- Data supplied
## start

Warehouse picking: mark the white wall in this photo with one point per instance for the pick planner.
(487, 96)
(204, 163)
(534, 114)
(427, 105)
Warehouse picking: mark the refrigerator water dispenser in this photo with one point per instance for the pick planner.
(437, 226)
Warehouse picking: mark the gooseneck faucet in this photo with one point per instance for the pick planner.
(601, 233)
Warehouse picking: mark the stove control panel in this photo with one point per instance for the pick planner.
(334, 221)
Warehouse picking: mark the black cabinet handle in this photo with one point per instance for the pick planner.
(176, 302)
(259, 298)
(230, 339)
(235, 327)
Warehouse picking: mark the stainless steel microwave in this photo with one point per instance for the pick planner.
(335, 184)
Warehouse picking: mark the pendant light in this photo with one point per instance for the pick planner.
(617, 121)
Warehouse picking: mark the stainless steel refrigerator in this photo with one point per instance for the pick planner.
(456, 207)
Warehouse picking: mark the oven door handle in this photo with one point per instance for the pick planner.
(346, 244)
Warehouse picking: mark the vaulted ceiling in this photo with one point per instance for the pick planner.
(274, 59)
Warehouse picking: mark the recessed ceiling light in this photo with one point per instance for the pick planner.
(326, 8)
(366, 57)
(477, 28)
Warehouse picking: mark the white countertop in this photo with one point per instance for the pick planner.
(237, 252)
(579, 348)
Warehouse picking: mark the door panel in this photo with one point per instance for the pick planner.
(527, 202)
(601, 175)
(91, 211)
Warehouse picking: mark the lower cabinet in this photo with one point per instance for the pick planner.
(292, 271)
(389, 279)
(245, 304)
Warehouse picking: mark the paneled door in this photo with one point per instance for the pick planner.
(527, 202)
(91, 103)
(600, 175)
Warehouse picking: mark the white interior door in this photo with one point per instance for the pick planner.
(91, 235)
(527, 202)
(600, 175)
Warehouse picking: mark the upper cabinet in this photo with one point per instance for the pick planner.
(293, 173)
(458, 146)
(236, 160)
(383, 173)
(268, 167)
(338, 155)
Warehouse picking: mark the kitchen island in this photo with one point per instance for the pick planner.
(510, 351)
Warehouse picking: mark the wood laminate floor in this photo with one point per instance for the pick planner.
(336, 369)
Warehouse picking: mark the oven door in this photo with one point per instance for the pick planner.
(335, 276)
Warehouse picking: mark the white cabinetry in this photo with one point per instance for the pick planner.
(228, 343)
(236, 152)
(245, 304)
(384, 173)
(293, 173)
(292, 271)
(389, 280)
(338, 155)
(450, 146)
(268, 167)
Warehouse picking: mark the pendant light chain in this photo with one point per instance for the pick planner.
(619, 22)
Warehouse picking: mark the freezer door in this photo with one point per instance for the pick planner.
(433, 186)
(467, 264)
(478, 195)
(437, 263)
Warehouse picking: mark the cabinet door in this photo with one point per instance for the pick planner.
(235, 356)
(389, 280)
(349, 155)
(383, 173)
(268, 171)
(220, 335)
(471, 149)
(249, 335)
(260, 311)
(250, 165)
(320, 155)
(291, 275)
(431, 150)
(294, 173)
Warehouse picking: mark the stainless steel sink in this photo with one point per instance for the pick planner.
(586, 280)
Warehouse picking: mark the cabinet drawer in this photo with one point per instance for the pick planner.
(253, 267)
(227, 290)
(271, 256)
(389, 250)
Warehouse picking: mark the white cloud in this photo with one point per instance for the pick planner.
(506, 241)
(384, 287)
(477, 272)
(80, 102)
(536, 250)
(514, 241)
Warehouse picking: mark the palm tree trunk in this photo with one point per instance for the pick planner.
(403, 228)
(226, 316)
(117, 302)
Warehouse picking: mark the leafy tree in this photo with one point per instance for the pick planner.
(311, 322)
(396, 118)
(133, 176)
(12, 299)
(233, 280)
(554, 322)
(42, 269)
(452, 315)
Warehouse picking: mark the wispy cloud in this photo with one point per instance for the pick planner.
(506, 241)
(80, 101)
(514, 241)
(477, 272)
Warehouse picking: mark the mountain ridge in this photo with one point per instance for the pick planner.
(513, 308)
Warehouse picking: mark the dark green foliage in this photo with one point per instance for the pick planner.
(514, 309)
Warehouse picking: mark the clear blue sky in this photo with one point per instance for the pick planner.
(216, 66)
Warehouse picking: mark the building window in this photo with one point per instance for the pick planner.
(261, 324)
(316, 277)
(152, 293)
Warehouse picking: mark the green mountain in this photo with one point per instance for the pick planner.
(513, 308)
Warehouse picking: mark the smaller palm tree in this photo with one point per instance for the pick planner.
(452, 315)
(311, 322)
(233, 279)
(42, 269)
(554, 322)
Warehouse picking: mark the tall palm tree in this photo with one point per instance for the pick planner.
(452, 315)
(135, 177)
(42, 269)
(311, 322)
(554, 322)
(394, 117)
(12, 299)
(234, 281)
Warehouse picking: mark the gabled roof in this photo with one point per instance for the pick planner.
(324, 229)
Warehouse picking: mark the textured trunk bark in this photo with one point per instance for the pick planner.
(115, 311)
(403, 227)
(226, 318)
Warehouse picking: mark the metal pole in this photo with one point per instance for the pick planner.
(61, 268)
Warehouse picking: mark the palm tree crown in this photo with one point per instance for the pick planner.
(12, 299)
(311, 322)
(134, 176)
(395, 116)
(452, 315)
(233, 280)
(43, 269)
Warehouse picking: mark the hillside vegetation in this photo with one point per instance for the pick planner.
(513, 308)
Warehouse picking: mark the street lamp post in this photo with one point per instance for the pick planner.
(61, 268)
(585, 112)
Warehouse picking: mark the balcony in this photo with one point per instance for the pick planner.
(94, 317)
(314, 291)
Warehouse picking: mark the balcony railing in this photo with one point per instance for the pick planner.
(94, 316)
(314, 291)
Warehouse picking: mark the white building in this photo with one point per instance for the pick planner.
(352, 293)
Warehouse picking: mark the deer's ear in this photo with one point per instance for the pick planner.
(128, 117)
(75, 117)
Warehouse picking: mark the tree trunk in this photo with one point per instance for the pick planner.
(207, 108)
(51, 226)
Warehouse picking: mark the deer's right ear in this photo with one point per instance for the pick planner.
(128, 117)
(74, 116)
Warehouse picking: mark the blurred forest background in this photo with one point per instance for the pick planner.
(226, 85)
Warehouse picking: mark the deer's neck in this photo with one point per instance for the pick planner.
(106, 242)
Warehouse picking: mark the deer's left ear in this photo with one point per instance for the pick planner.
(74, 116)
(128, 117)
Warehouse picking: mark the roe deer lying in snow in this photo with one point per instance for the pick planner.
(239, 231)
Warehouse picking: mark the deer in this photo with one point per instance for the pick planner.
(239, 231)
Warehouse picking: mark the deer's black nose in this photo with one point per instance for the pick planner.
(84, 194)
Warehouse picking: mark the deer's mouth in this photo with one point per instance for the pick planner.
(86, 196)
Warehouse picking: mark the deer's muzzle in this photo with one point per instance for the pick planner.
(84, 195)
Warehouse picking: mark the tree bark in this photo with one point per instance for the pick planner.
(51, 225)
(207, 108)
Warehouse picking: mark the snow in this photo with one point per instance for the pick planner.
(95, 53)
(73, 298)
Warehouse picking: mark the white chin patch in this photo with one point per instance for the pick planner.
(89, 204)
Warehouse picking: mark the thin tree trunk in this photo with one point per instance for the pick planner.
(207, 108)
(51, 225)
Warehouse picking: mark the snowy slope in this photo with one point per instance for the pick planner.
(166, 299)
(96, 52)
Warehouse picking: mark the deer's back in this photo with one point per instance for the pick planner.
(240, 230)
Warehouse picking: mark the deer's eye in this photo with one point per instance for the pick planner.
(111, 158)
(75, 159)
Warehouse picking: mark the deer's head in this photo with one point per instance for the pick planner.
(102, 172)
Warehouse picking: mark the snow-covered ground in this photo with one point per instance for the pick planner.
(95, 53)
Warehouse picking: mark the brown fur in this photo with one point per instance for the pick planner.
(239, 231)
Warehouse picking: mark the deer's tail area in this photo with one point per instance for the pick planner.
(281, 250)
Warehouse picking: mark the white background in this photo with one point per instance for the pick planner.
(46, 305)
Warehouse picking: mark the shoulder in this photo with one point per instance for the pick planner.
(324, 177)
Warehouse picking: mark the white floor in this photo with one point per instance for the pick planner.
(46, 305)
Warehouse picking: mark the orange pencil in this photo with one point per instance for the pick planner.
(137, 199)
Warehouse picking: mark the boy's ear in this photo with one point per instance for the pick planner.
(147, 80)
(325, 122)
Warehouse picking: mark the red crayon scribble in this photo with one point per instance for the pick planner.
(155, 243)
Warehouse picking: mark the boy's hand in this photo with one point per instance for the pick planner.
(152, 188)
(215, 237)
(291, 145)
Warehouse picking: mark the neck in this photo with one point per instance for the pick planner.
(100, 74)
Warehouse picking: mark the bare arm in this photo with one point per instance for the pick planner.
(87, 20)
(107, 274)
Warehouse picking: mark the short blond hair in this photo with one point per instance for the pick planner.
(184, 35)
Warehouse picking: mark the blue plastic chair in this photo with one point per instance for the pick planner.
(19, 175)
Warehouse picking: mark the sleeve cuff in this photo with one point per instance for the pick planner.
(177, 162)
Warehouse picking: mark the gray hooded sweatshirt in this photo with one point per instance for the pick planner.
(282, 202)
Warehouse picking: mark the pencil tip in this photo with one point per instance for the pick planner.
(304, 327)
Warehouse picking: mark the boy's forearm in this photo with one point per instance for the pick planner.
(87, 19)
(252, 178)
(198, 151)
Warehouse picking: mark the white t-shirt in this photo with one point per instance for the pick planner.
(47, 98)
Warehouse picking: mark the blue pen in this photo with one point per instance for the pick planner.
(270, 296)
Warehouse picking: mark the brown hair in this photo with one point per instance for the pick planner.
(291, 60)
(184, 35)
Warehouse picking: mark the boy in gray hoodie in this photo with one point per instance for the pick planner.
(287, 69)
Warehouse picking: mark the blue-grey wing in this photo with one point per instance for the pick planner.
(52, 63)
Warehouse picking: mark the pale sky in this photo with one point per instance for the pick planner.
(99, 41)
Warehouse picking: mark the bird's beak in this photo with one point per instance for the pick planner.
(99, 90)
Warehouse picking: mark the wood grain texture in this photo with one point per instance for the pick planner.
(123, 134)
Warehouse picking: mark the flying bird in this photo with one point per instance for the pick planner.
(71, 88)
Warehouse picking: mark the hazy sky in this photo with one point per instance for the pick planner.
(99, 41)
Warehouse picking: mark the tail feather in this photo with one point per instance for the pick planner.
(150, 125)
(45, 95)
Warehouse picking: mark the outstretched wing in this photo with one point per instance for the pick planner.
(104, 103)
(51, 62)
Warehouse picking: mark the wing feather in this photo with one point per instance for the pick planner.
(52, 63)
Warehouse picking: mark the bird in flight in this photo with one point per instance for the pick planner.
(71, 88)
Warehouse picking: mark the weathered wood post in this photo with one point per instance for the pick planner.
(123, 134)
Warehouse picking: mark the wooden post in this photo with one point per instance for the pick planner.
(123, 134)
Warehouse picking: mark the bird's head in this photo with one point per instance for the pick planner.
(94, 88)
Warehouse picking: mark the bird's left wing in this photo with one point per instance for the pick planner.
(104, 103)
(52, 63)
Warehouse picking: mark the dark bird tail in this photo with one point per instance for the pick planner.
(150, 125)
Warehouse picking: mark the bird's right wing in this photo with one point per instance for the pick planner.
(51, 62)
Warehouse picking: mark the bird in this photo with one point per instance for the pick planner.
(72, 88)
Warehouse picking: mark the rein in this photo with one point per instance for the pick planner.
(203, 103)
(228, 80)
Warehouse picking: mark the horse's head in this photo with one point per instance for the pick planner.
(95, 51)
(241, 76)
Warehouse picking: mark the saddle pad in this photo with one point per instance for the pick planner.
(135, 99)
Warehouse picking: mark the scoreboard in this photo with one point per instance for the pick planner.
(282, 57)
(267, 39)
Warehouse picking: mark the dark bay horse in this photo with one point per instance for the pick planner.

## end

- Aim
Return, word for word, each line from the line that contains "Warehouse picking: mark the dark bird" to the end of the listing above; include both end lines and nothing else.

- Exercise result
Warehouse picking: mark the dark bird tail in this photo with one point per instance for the pick planner.
(150, 125)
Warehouse picking: mark the bird's right wing in this photo with one point per instance for the pick planner.
(51, 62)
Warehouse picking: mark the bird in this photo with one point per instance for the pick planner.
(72, 88)
Warehouse picking: mark the rein in this photo with one point per instance for the pick planner.
(203, 103)
(228, 80)
Warehouse picking: mark the horse's head in this photo with one point per instance for the pick planner.
(95, 51)
(241, 76)
Warehouse picking: mark the saddle pad in this photo with one point per instance for the pick planner.
(135, 99)
Warehouse picking: mark the scoreboard in this photo with one point per instance for the pick planner.
(282, 57)
(267, 39)
Warehouse picking: mark the dark bay horse in this photo with one point per instance for the pick planner.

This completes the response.